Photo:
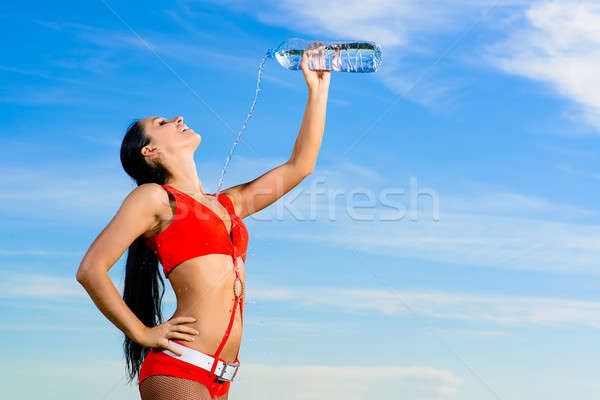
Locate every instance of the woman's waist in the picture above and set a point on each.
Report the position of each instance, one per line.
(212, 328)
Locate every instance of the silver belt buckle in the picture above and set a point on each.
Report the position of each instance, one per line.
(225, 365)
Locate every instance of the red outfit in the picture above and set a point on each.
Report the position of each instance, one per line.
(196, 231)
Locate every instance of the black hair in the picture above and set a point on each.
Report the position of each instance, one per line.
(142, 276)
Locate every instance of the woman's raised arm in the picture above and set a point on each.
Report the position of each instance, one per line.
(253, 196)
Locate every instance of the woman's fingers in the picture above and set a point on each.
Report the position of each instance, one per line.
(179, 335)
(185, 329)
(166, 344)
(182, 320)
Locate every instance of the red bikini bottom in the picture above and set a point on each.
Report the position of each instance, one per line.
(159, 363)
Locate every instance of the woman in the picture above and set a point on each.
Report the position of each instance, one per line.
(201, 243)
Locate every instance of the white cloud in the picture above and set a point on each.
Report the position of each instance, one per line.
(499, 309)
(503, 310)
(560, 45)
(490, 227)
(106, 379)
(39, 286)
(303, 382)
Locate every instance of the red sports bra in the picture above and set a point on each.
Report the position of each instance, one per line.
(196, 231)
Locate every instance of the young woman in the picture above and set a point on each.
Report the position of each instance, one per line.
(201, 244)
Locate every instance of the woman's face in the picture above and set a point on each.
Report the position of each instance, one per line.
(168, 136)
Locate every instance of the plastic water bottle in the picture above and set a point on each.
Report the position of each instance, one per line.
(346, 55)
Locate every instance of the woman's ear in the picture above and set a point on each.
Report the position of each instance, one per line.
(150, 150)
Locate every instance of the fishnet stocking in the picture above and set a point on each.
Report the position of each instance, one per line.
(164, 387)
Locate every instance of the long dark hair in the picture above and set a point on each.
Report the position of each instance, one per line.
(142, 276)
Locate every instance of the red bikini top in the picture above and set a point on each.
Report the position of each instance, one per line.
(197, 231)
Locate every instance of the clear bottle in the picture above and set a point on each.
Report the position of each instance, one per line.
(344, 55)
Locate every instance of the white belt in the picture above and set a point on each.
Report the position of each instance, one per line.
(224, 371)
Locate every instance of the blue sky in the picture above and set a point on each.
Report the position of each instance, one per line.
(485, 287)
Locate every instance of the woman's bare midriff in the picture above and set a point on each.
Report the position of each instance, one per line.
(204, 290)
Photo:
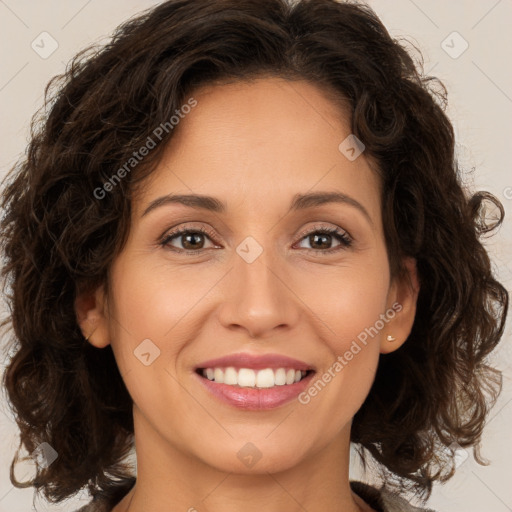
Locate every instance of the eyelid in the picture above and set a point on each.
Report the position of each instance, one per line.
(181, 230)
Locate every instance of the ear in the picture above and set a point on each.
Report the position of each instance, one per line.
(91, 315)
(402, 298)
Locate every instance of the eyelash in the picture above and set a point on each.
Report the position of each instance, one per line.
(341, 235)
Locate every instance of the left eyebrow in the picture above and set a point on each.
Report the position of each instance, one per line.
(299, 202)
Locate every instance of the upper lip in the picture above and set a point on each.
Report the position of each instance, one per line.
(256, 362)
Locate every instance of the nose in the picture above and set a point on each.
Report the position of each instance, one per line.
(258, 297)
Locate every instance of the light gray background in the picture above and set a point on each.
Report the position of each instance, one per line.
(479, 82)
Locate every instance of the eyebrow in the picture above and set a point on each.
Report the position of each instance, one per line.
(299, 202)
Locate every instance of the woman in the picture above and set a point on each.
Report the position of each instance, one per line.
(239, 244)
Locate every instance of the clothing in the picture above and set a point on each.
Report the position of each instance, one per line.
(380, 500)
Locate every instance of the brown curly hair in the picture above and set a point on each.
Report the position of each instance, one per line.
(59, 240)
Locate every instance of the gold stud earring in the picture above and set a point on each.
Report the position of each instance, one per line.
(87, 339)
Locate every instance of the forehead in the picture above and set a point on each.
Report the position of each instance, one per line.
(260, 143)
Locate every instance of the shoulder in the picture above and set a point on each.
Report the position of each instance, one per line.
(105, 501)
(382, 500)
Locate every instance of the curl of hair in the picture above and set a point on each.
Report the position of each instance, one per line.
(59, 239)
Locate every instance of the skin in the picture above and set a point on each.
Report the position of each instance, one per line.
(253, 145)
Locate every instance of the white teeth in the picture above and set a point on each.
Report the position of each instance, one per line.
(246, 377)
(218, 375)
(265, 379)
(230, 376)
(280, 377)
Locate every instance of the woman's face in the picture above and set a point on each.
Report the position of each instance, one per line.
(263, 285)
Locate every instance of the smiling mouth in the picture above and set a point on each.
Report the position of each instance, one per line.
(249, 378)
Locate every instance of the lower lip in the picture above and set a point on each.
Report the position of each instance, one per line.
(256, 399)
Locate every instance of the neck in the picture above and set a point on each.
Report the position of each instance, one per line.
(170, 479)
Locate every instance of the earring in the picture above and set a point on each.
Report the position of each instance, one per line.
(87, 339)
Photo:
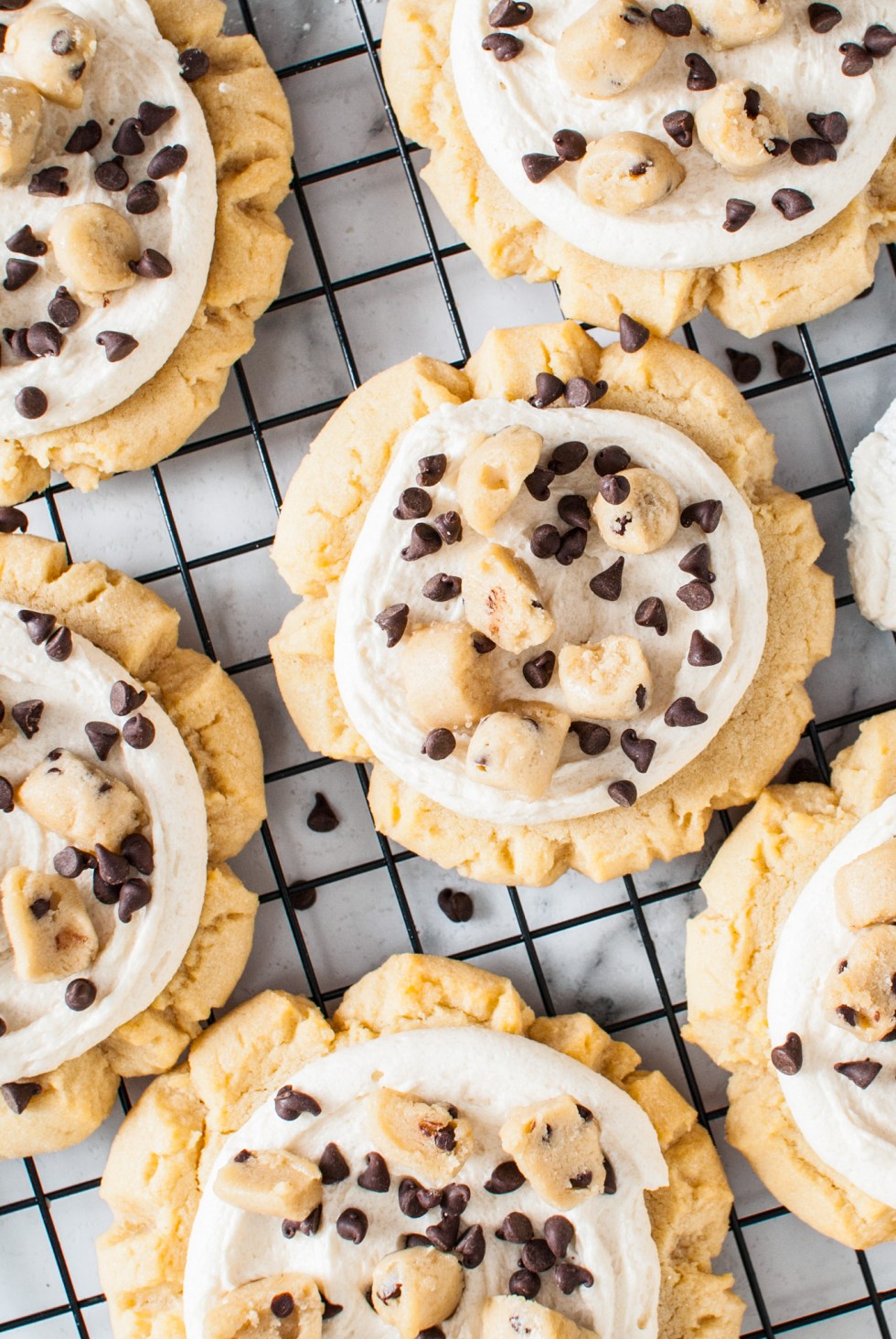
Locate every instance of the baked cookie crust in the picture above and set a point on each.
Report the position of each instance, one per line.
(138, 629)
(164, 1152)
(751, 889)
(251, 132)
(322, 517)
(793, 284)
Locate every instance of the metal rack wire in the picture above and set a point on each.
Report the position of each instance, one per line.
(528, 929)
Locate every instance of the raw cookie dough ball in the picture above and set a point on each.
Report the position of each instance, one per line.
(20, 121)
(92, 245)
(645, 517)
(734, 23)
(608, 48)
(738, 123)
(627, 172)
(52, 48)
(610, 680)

> _Work to be completed_
Only the lines from the one that holds "Locate every instance of the lower" through the end of the records above should be printed again, exactly as they are. Leave out the pictures.

> _Task response_
Locate every instance of the lower lip in the picture above and set a point on each.
Report the position of each instance, one per line.
(256, 399)
Locate every instance of the neck in the picture above and set a point on each.
Report the position of each instance, one per line.
(170, 479)
Locate every instance of the earring in the picture above and set a point on each.
Report the position of each instance, one per line.
(87, 339)
Photo:
Locate every instance of the baked cookie crust in the picture above and set a point on each.
Report the position of each instance, one per line.
(138, 629)
(164, 1152)
(751, 889)
(251, 132)
(322, 517)
(793, 284)
Locate every instance of the metal rack wire in the picture above and set a point on each.
Report the position of each instance, one per line.
(528, 929)
Locate every instance of the raw cookie dough ball in the picture above and set a point on each.
Report the position of each instance, one per line.
(20, 121)
(92, 245)
(645, 517)
(734, 23)
(608, 48)
(738, 123)
(627, 172)
(52, 48)
(610, 680)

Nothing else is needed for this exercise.